▸ Problem description: Copy word for word the lines below, from the line with "If you could tag each instance of the forehead" up to and including the line with "Target: forehead. Please".

▸ Stored data:
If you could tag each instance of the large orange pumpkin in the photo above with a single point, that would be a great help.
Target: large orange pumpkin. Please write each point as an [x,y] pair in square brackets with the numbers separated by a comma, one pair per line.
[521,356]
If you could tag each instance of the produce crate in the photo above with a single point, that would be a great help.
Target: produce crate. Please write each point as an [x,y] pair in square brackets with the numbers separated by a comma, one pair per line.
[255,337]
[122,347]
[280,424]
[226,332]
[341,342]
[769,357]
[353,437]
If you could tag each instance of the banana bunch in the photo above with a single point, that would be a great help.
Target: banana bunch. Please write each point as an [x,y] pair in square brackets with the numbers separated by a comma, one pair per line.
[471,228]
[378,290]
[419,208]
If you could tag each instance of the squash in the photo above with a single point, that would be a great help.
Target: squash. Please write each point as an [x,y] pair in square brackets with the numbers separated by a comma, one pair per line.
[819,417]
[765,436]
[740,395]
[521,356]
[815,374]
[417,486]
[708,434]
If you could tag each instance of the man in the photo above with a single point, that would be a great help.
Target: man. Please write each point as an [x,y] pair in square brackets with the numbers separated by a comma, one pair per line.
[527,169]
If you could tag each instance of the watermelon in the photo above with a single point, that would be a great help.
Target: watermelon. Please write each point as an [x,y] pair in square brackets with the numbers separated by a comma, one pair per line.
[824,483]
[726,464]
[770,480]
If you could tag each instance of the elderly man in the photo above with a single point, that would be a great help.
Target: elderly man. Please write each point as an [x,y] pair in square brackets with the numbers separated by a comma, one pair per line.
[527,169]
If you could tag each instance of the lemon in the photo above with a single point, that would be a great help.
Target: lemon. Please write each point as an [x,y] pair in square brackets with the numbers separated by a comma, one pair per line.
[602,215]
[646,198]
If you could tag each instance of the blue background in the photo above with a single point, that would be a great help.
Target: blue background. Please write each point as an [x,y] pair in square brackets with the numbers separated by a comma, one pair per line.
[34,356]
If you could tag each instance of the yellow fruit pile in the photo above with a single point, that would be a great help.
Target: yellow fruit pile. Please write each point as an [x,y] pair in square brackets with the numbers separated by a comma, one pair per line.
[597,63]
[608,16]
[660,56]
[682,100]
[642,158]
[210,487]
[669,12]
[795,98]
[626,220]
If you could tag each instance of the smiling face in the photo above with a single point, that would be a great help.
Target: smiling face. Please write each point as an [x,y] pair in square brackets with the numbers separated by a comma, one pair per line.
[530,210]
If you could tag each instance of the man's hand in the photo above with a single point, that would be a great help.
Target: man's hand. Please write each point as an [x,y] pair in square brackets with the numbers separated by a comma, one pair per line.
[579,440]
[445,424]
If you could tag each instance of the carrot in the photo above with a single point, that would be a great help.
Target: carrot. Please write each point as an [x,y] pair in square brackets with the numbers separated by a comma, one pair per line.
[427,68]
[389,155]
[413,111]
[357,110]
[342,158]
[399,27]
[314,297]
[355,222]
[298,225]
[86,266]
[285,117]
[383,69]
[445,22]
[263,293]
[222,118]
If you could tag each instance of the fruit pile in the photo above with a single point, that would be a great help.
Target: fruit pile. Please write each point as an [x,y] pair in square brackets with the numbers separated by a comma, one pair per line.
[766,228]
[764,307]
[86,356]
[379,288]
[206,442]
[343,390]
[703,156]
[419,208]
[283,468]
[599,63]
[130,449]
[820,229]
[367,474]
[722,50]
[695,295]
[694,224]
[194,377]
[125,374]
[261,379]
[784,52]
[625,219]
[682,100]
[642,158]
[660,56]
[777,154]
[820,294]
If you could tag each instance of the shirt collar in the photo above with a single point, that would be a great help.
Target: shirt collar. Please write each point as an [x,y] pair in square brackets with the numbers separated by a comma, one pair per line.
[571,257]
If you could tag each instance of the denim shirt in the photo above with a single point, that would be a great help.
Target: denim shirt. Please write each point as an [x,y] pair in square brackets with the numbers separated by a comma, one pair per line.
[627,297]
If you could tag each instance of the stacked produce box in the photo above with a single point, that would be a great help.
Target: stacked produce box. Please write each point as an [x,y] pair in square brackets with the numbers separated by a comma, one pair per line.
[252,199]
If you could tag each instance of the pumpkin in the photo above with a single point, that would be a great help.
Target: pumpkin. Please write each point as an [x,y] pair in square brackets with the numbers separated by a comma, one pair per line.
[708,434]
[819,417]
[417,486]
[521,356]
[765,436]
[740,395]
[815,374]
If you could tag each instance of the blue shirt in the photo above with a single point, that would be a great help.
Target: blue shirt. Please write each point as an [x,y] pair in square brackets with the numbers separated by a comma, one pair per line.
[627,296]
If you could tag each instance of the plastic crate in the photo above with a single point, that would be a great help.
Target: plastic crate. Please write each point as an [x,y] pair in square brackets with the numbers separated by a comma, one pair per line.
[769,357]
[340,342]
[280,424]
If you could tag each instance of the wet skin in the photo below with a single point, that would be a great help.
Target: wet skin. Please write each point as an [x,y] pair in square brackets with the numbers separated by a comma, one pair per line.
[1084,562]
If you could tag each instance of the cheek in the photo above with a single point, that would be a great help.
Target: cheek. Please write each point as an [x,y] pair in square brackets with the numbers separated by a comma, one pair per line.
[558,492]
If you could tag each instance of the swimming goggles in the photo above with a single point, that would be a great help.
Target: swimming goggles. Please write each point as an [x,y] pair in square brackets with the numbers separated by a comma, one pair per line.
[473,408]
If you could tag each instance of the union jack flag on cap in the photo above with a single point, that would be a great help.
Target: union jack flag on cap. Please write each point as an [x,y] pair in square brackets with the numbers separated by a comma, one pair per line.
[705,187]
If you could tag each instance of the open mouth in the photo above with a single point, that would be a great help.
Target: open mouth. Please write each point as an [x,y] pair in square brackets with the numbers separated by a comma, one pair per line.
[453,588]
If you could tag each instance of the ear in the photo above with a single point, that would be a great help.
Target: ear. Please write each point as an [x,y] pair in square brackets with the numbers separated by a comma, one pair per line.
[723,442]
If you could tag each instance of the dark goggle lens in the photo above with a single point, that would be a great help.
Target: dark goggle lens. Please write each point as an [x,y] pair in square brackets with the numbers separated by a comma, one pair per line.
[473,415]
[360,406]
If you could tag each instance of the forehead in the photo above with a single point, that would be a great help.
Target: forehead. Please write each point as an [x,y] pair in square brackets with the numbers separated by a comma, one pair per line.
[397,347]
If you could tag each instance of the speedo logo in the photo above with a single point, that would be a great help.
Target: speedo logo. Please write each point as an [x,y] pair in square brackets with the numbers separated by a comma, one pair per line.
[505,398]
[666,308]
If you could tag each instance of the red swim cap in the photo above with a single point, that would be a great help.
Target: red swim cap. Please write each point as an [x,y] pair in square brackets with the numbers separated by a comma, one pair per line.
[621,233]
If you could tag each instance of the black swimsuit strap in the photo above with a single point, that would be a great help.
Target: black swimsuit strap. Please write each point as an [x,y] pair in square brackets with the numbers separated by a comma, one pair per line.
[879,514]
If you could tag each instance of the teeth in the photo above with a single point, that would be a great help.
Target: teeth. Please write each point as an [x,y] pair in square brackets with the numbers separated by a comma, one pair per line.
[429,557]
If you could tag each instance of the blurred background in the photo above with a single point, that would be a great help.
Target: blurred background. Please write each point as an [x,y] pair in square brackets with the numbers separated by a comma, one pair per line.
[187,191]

▸ Correct answer:
If you could tag each instance of the forehead in the photo above with a single point, that would be a great help.
Target: forehead. Please write each point as an [x,y] pair in square brackets with the numbers separated by a comma, one pair per line.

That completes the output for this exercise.